▼▼▼
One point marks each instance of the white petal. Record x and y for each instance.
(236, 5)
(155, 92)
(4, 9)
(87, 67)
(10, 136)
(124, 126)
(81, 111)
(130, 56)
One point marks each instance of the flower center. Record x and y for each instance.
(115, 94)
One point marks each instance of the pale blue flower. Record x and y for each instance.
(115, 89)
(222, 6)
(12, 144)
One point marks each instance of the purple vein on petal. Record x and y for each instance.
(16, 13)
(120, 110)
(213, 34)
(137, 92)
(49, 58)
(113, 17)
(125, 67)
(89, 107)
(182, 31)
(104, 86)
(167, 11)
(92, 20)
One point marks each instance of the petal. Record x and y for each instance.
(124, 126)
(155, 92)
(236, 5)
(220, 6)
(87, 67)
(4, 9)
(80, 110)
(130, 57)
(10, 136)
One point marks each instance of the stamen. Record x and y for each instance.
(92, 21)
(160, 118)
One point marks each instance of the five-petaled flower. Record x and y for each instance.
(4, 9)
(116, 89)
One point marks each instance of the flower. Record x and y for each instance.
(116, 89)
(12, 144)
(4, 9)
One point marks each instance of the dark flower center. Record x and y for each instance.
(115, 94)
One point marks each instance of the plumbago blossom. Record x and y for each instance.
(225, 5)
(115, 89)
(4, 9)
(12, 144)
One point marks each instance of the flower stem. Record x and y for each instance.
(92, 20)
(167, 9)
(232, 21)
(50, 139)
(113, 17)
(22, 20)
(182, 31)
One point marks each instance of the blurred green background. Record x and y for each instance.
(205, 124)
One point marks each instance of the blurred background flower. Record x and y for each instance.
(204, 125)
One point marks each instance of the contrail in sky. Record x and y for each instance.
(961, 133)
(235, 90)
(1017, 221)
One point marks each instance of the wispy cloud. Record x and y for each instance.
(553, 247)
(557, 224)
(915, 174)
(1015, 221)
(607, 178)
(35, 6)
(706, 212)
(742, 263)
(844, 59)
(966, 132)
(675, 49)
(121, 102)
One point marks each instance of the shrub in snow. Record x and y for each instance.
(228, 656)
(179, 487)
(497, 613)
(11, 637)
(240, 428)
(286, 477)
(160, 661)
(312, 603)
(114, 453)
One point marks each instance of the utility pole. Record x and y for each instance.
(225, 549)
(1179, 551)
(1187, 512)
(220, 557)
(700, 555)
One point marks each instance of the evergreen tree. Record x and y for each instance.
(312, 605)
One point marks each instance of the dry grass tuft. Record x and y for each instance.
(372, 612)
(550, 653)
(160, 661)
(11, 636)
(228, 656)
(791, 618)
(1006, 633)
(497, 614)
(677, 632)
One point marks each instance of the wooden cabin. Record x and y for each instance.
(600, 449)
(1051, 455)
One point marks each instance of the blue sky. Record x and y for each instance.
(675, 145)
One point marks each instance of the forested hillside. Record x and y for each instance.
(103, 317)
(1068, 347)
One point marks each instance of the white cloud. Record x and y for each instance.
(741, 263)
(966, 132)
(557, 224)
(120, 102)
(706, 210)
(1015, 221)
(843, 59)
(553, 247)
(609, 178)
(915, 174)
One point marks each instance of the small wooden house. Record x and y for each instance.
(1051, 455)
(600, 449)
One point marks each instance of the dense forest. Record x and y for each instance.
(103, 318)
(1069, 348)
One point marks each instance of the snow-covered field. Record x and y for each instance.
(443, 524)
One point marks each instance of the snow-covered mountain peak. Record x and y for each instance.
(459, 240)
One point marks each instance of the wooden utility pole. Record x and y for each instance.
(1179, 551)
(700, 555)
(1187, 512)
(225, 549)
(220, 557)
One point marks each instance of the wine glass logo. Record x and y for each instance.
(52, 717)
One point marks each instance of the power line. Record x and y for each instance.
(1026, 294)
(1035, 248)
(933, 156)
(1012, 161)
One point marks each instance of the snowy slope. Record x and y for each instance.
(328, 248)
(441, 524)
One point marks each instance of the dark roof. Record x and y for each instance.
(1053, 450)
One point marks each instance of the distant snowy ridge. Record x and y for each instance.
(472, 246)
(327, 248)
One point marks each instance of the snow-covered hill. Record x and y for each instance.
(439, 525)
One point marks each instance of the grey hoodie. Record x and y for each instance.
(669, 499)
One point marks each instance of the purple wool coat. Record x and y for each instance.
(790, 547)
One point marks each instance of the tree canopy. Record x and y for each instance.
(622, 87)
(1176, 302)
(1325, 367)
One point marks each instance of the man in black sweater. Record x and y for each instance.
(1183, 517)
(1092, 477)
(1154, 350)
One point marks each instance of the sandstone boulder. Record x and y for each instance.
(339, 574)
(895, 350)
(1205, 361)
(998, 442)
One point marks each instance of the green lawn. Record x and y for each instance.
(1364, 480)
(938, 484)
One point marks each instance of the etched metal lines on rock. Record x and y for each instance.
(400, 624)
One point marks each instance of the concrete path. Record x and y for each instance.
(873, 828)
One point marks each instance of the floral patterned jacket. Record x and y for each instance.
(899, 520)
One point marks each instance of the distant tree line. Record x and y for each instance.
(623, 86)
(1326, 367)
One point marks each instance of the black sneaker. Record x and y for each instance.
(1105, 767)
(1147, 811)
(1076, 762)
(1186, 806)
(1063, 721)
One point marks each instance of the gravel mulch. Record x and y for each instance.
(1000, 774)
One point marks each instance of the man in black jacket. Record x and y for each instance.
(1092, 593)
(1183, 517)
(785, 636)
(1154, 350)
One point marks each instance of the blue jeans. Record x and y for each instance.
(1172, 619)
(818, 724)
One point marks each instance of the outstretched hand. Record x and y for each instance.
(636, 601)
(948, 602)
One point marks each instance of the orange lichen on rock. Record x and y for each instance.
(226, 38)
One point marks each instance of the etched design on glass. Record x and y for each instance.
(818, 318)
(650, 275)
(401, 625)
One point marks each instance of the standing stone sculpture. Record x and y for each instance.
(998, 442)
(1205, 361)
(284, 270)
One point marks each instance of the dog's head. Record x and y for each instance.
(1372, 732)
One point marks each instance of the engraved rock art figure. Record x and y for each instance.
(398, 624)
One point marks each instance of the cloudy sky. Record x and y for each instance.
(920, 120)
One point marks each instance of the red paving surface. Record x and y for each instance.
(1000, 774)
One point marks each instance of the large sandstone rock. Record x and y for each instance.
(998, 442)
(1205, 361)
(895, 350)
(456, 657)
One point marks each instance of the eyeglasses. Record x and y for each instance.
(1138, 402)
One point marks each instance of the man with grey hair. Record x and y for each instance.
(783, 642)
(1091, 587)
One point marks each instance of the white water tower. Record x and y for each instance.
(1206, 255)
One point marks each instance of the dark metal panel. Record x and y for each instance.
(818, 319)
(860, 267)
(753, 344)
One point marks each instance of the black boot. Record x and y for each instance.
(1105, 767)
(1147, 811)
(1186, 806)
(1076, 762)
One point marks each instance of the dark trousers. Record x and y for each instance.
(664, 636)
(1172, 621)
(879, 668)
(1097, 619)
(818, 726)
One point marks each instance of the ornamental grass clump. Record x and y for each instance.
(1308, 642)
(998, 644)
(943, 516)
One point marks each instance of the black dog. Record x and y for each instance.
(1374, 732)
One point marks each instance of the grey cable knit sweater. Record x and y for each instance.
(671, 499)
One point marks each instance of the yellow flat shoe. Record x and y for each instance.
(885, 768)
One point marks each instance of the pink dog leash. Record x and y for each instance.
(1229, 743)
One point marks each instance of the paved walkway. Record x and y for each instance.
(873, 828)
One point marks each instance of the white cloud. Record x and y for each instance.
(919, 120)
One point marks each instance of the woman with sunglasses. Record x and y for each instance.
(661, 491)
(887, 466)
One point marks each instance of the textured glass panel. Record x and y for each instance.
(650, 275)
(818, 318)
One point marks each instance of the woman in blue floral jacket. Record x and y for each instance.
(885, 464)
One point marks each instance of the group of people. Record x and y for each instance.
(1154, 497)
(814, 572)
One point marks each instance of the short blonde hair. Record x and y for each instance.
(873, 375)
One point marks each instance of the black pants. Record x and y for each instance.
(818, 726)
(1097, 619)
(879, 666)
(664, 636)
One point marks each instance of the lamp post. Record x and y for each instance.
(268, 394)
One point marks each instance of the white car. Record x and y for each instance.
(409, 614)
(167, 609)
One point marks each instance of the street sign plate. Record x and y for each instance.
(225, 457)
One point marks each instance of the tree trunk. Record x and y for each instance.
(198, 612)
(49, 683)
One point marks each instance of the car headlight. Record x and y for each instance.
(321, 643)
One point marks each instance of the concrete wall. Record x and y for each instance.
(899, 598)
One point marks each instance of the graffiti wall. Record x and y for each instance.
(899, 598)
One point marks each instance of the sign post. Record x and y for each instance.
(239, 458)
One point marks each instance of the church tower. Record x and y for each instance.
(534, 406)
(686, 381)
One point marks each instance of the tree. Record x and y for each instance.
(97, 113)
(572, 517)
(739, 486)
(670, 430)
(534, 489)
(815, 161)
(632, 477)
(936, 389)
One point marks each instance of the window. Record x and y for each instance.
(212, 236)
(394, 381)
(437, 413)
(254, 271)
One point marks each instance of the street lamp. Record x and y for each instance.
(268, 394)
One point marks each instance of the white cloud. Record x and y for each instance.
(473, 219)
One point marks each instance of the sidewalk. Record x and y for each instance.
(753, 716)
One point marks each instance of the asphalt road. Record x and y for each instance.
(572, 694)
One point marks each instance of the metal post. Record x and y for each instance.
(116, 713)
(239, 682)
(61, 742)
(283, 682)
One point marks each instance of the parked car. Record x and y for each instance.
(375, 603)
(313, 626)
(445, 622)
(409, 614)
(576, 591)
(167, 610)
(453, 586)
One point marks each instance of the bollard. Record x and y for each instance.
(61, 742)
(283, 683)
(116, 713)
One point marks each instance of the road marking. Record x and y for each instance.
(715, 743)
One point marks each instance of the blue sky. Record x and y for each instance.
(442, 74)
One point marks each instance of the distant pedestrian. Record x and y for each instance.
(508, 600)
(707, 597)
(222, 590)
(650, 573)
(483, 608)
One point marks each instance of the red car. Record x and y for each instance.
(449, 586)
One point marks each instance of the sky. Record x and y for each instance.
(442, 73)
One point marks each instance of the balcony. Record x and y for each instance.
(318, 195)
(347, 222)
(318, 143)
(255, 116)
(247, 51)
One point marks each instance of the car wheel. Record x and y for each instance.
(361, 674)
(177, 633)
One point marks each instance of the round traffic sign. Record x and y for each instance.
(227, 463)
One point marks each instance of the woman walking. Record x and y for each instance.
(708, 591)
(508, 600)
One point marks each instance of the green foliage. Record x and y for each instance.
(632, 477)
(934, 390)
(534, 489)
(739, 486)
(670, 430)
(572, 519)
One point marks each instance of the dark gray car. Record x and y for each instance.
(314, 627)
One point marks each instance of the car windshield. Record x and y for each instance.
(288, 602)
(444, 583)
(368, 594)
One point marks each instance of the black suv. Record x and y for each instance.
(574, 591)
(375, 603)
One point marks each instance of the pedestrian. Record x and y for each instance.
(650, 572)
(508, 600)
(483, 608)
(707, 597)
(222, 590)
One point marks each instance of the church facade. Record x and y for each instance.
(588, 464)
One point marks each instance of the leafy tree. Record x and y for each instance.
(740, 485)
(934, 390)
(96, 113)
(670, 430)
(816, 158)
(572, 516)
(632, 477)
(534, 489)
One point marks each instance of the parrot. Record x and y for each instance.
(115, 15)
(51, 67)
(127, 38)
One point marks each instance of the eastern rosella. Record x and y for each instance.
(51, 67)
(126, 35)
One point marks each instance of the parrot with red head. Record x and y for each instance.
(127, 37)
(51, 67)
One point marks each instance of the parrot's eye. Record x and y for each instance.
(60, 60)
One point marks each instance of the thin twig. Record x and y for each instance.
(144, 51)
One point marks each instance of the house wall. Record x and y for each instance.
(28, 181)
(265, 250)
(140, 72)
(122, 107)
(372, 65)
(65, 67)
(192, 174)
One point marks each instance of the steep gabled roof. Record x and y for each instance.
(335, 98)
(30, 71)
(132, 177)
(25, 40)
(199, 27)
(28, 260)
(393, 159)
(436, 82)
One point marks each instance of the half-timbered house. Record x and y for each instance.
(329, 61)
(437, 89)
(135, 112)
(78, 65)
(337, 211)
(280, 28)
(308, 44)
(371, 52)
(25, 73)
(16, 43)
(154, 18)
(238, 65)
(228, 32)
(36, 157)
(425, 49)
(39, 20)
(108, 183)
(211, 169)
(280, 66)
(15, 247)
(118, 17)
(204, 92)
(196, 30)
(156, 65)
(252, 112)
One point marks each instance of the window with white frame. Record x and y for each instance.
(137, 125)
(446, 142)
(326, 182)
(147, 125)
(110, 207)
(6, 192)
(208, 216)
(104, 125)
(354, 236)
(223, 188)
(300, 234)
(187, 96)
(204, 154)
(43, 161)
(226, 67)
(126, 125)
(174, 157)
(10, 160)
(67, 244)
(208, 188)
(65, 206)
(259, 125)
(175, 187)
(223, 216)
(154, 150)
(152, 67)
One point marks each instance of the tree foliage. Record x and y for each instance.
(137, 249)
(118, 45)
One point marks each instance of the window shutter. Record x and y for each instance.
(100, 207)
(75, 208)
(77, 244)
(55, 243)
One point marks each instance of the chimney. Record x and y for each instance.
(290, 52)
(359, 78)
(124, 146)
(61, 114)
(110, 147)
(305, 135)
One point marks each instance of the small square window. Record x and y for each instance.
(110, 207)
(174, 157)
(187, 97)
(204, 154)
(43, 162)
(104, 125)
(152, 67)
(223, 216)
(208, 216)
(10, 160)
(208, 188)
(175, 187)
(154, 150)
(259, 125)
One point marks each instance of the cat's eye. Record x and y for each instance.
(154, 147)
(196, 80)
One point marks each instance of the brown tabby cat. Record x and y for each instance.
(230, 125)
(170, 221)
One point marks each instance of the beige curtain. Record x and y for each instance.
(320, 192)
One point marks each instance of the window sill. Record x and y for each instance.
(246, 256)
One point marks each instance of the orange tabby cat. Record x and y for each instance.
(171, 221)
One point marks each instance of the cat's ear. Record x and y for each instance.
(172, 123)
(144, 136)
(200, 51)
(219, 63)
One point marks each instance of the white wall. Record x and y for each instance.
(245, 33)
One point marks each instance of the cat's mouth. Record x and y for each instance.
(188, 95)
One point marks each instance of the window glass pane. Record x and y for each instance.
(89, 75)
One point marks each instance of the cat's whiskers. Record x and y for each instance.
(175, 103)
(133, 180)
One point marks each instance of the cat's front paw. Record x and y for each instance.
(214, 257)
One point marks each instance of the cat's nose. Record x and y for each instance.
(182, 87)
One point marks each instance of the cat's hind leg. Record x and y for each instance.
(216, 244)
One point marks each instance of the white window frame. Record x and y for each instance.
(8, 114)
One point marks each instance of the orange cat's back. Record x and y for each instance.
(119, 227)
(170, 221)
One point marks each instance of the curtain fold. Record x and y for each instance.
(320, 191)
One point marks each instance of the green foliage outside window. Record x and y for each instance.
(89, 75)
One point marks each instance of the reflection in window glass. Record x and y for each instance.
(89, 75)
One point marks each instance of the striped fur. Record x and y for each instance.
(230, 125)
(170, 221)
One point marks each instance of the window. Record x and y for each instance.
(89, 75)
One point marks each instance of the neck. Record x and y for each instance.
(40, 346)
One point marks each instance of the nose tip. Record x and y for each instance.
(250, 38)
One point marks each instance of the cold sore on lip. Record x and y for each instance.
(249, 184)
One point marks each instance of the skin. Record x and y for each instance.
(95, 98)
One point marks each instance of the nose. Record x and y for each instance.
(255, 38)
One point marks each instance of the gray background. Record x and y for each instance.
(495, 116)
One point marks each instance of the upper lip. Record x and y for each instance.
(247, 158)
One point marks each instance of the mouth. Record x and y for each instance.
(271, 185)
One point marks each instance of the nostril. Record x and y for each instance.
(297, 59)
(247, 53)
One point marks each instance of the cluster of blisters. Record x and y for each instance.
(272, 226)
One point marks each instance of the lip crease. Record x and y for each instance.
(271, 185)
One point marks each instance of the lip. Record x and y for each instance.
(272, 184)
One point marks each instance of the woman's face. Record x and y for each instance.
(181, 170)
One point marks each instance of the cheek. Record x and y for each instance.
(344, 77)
▲▲▲
→ EXERCISE BRIEF
In the entries above, find the line containing "One point marks each instance of the nose.". Set down that line and every line after it through the last one, exactly and alone.

→ RESPONSE TO THIS EXERCISE
One point marks each instance of the nose. Record x and y for each instance.
(255, 38)
One point marks each instance of the gray background. Record x and y for each instance.
(495, 116)
One point marks each instance of the upper lip. Record x and y for each instance.
(247, 158)
One point marks each instance of the mouth. Record x and y for each instance.
(271, 185)
One point marks each instance of the nostril. Record x and y for each instance.
(297, 59)
(247, 53)
One point marks each instance of the cluster of blisters. Record x and y for each instance.
(272, 226)
One point marks each instance of the lip crease. Record x and y for each instance.
(271, 185)
One point marks each instance of the lip. Record x and y for each instance.
(272, 184)
One point marks each instance of the woman's face. Record x and y for each instance.
(181, 170)
One point marks each instance of the cheek. Record x and y for each instance.
(344, 77)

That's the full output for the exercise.